> _Exercise aim_
Find each line below that contains the word "frame" and copy it out in full. Letter case matters.

# # # # # # #

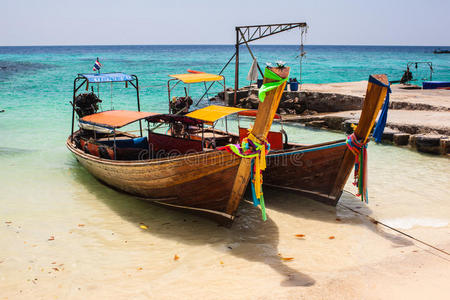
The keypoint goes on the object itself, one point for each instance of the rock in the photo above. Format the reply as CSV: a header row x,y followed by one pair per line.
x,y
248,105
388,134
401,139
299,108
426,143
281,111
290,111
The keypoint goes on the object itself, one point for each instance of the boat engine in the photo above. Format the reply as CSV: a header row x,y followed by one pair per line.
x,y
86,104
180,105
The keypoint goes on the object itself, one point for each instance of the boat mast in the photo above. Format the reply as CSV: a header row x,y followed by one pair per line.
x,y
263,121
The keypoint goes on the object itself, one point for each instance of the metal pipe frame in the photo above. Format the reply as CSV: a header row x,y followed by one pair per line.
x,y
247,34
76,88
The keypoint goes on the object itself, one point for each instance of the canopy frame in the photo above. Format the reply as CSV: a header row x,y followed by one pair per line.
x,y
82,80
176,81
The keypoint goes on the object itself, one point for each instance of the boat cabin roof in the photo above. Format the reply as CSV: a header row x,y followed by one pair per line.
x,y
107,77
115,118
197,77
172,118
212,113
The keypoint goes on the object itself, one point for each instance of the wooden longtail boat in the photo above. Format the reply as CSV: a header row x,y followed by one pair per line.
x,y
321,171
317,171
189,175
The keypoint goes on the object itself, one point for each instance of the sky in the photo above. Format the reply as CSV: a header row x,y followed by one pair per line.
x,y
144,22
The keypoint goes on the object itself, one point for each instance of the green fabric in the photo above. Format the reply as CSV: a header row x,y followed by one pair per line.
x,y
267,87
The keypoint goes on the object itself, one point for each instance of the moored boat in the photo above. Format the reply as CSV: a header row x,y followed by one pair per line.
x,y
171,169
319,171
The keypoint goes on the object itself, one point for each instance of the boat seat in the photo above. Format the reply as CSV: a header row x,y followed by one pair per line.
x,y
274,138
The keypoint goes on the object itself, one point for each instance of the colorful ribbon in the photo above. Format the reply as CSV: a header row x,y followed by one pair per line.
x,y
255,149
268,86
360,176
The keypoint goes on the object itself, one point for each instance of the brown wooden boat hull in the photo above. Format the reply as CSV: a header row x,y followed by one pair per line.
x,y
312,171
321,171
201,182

# # # # # # #

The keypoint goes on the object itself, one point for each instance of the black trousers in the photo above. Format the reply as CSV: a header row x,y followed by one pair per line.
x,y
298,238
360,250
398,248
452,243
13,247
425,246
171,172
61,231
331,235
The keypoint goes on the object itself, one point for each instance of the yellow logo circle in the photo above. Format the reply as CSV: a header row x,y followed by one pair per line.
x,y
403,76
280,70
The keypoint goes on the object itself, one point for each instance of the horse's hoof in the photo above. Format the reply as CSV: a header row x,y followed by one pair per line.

# # # # # # #

> _Task response_
The keypoint goes on the object itself, one point for each instance of the metal pipe frame in the photo above. Format the reply as CSV: a header row x,y followed by one pair per line.
The keypoint goes on the object itself, one point for each instance of the canopy frame in the photo above. Format the reply as CSV: a header row x,y followed by one pair per line.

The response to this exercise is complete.